**** Исходный текст

Наиболее страстно осуждал правящую церковь неизвестный публицист, который под именем Мартина Марпрелата выпустил в подпольной типографии ряд памфлетов. Марпрелат означало, по-видимому, «разоблачитель прелатов»10, Особого интереса заслуживает его «Послание к страшным жрецам собора, напечатанное за морем в Европе, на расстоянии двух стадий от хвастливого жреца, Мартином Марпрелатом».

Автор этого произведения обличал всю систему елизаветинской государственной церкви. Его типография долго кочевала с места на место. Лишь в августе 1589 года правительству удалось обнаружить эту подпольную типографию в Манчестере и арестовать распространителя памфлетов Годжкинса с двумя сотрудниками.

Из обстановки, описанной нами, совершенно очевидно, что Джордано Бруно не мог печатать свои произведения в легальных типографиях и издавал их при содействии своих итальянских друзей в подпольных. Все его книги лондонского периода выходили с ложными обозначениями места издания. Книги напечатаны весьма неряшливо. Издатели их по сей день неизвестны.

По всем данным, Джордано Бруно, прибыв в Англию, направился в Оксфорд.

********

Задания для выполнения:
1. Замените «Манчестере» на «Лондоне» в фрагменте текста о подпольных типографиях от «Наиболее страстно осуждал» до «с двумя сотрудниками.» и приведите этот фрагмент целиком.
2. Кого арестовали вместе с двумя сотрудниками после обнаружения подпольной типографии, согласно тексту о подпольных типографиях?
3. Продолжите текст о подпольных типографиях после его последнего предложения.
Материал ниже взят из другого источника.

**** Собранный материал

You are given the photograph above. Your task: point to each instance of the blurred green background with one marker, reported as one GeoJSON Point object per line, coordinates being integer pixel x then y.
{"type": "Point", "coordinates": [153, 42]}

********

Ответы по заданиям:
1.
Наиболее страстно осуждал правящую церковь неизвестный публицист, который под именем Мартина Марпрелата выпустил в подпольной типографии ряд памфлетов. Марпрелат означало, по-видимому, «разоблачитель прелатов»10, Особого интереса заслуживает его «Послание к страшным жрецам собора, напечатанное за морем в Европе, на расстоянии двух стадий от хвастливого жреца, Мартином Марпрелатом».

Автор этого произведения обличал всю систему елизаветинской государственной церкви. Его типография долго кочевала с места на место. Лишь в августе 1589 года правительству удалось обнаружить эту подпольную типографию в Лондоне и арестовать распространителя памфлетов Годжкинса с двумя сотрудниками.

2. Годжкинса, распространителя памфлетов.

3.
Цитадель богословия — Оксфордский университет находился в ту пору в глубоком упадке. Аристократия получала образование в Кембридже. Оксфордские доктора и магистры всю свою деятельность свели к церемониям, процессиям, шествиям, обрядам принятия новых членов коллегии, схоластическим диспутам, поражавшим своей пустотой.

В одном из диспутов, проводившихся в Оксфордском университете, принял участие и Джордано Бруно. Перед диспутом он обратился к канцлеру университета с письмом, напечатанным впоследствии в предисловии к книге «Объяснение тридцати печатей».

Наши сведения о выступлении Бруно на этом диспуте основываются исключительно на его собственных высказываниях.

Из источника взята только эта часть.